Written request 1 - In the travel blog post about Baku, where did the family eat their authentic Azeri dinner?
— Start of Document excerpt —
The Land of Flames

So here we are in Baku, after packing last night, been busy with a (2nd) cousin’s wedding, and family coming over from overseas, we barely had time to think about this trip.  The flight was fine (felt a little longer than it was because there wasn’t much entertainment for the little guy who got a bit restless – and for his age, who can blame him.  At the airport we got our bags a little late which was a bit annoying, especially since my son was pleading for water and/or milk.  Eventually made it to the hotel room which was as expected – very nice – and all was well.  After a quick period of recovery, headed for an authentic Azeri dinner (way pricier than expected; but no regrets) at the “Karavan Saray” where the atmosphere was awesome and the entertainment in the background was great.  The biggest regret of the day (other than the price of the dinner) was forgetting the Traveler’s Baku book that I had so extensively studied and researched for this trip, I tagged the crap out of it for some tips.  Luckily I printed the itinerary which came out from reading the book. Looking forward to day number two and our tour guide (who works in the hotel; we met him today) seems friendly.  So far no disappointments and having a nice time bonding with the family.  (Sultan Inn Hotel, April 5, 2015, 11:32pm Baku Time)**

Our beautiful hotel room
Karavan Saray dinner

Today was the first full day, and jam packed as expected. Started with a nice hotel breakfast, on a great terrace with amazing views and good food.  Moved right into the tour with a trip up to the fire mountain to see this thousands years-old natural fire fueled by gas from inside the earth.  Something really cool.  It was a cold day but standing next to the flame, I felt like I was being cooked. We moved on to the cluster of tourist sites (traps) with a couple of surprises, went into the open air museum which had traditional pottery and some nice rug making demonstrations, there was also bread making (interrupted by our little guy wanting to pee, now a reoccurring element of the travelling landscape for us).  We ended up seeing some animals, a lonely beautiful black donkey, some curious and confused sheep, and Bactrian camels (one of which gave birth in front of us!) a horse and a pony, all of them terrifying our kid (I think we realized in this trip that he is anti-animals).
— End of Document excerpt —
— Start of Material shown —
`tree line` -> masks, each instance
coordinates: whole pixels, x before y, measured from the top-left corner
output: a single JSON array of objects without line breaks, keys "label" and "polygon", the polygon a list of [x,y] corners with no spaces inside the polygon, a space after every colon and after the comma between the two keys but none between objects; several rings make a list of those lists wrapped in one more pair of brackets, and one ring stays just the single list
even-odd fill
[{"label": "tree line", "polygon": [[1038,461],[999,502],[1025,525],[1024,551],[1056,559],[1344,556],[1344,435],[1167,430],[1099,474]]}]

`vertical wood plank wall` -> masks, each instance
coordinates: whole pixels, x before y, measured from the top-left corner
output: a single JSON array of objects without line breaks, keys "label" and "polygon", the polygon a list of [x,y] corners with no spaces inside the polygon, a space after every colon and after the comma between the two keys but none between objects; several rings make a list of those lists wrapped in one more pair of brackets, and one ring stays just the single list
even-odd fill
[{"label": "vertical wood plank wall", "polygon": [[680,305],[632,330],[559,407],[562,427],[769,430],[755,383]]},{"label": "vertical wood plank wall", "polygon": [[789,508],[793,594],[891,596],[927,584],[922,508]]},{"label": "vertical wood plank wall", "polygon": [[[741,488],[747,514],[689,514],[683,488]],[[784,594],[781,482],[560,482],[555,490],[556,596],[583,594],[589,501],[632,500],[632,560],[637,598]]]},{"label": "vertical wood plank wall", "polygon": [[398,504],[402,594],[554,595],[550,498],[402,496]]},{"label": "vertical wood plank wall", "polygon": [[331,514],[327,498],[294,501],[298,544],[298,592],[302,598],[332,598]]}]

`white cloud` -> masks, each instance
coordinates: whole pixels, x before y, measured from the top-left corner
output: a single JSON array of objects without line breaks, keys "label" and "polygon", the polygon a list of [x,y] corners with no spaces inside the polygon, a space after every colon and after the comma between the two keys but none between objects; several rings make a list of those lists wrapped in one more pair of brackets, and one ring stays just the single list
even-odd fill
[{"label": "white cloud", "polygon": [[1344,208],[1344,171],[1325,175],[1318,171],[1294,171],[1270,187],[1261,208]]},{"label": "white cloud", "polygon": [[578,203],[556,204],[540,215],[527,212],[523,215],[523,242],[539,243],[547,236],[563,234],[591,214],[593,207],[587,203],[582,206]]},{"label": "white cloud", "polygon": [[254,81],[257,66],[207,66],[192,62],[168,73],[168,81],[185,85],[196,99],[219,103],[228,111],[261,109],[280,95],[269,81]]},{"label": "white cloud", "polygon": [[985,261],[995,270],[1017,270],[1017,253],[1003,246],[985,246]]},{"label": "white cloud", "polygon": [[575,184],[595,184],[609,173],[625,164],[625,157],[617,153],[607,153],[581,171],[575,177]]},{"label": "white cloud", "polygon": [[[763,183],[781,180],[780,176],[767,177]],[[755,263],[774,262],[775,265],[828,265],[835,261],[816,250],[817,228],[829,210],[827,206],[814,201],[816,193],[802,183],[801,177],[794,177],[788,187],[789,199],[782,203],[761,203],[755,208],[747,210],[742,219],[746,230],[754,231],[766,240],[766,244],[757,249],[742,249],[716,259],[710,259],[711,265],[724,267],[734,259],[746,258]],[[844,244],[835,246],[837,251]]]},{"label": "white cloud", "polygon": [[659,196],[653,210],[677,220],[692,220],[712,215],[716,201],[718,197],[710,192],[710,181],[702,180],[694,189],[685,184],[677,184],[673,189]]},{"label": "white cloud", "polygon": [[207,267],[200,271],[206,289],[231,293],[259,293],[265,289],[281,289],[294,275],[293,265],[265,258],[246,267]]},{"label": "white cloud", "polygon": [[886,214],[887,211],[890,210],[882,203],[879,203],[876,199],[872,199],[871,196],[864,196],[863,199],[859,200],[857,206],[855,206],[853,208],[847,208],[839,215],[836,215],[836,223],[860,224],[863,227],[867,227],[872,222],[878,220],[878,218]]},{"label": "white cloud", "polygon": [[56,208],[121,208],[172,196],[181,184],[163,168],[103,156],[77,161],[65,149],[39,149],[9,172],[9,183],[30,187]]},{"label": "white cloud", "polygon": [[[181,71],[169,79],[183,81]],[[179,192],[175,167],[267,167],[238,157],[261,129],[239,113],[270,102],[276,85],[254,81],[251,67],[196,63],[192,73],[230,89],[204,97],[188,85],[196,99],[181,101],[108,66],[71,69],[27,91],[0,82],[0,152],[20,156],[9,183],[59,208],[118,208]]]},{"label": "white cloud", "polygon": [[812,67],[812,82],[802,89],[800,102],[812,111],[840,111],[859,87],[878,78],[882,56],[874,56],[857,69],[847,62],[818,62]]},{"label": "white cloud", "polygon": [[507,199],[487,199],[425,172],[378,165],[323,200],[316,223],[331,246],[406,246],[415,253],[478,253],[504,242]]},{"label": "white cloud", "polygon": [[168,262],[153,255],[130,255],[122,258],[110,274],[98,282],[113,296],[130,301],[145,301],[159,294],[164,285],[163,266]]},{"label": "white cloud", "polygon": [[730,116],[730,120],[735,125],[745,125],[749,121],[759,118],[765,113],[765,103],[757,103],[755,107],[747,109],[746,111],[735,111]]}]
— End of Material shown —
Written request 2 - Select every line of the listing above that contains the word "instance".

Complete output 1 - Karavan Saray

Complete output 2 -
`tree line` -> masks, each instance
`vertical wood plank wall` -> masks, each instance
`white cloud` -> masks, each instance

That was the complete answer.